■ **CONSIGNE**
Traduisez en anglais la phrase suivante de l'extrait sur l'intolérance aux statines : « Dans l'étude GAUSS, 511 patients avec une histoire d'intolérance aux statines due à des problèmes musculaires, comme par exemple des myalgies, ont été suivis. »

■ **EXTRAIT À LIRE**
──────

Le problème de l'intolérance aux statines et des problèmes musculaires a fait l'objet de nombreuses controverses et survient chez 10 à 25 % des patients, ce qui est loin d'être simple quand on sait que ce sont des molécules diminuant la mortalité de façon très significative par exemple en prévention secondaire. Dans l'étude GAUSS, 511 patients avec une histoire d'intolérance aux statines due à des problèmes musculaires, comme par exemple des myalgies, ont été suivis. Après une phase A (placebo vs atorvastatine), les patients qui avaient des plaintes 'intolérables' musculaires sous statines et pas sous placebo, ont été randomisés entre evolocumab (injection sous-cutanée mensuelle) et ézétimibe. Après un follow-up de 24 semaines, l'inhibiteur de la PCSK9 entrainait une réduction du LDL cholestérol de 53 %, supérieure à ce qu'on obtenait avec l'ézétimibe de 17 %. Sur le plan musculaire, 23,3 % des patients rapportaient des plaintes musculaires (myalgie, douleur ou faiblesse) sous ézétimibe (6,8 % d'arrêt du traitement pour raisons musculaires) contre 17,2 % sous evolocumab (7,6 % d'arrêt) dans cette population très sélectionnée. Dans ODYSSEY 'ALTERNATIVE' toujours chez des patients intolérants aux statines, on a observé moins de plaintes musculaires dans le groupe alirocumab par rapport au groupe atorvastatine (32,5 % vs 46 %) alors que dans le groupe ézétimibe, 41 % étaient trouvés assez proche finalement du groupe statine.

──────

Données d'expressions référentielles
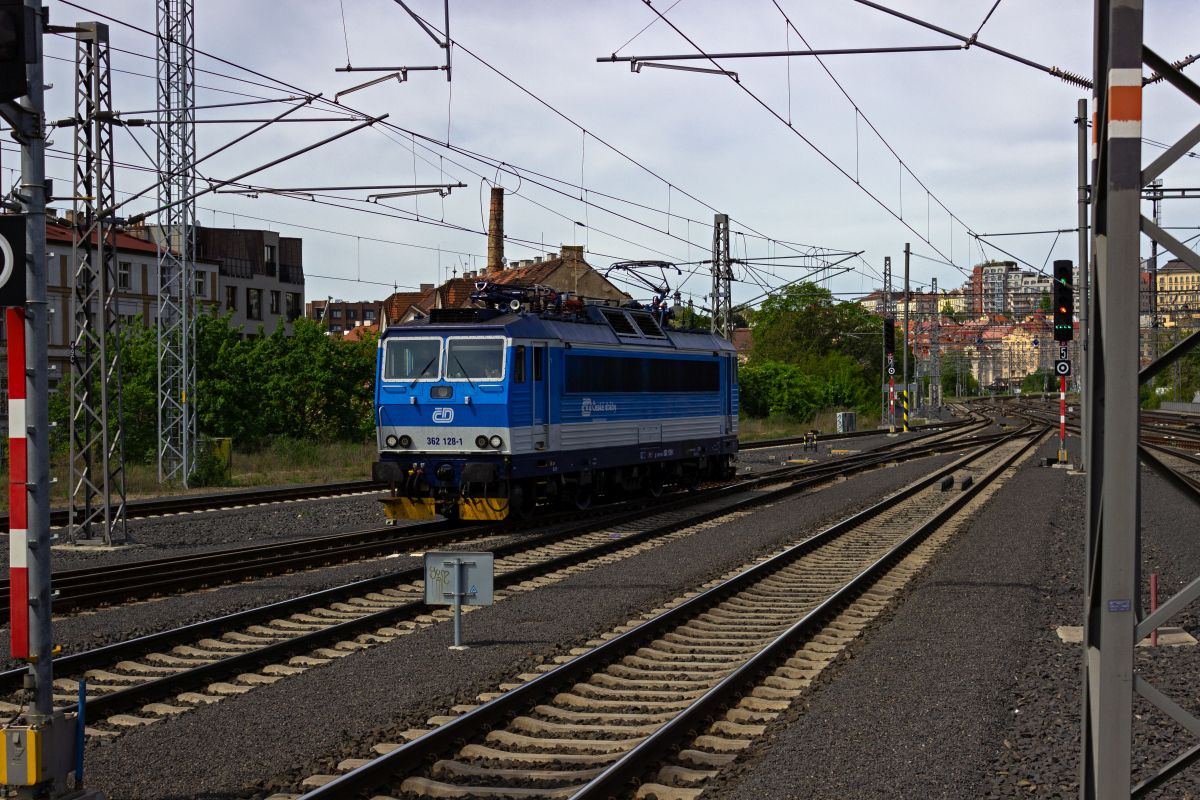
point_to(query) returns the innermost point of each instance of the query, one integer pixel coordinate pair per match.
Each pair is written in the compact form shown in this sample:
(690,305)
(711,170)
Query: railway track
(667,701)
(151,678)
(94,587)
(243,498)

──────

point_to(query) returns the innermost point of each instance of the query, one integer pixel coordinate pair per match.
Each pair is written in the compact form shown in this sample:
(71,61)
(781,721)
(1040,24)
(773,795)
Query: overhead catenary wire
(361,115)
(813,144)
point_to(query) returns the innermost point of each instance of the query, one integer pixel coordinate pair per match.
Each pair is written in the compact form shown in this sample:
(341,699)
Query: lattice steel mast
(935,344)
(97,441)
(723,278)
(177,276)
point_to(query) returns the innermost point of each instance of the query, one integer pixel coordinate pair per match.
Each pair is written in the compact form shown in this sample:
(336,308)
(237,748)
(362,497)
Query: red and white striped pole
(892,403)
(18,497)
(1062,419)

──────

■ **CORRIGÉ**
In the GAUSS study, 511 patients with a history of statin intolerance due to muscle problems, such as myalgia, were followed.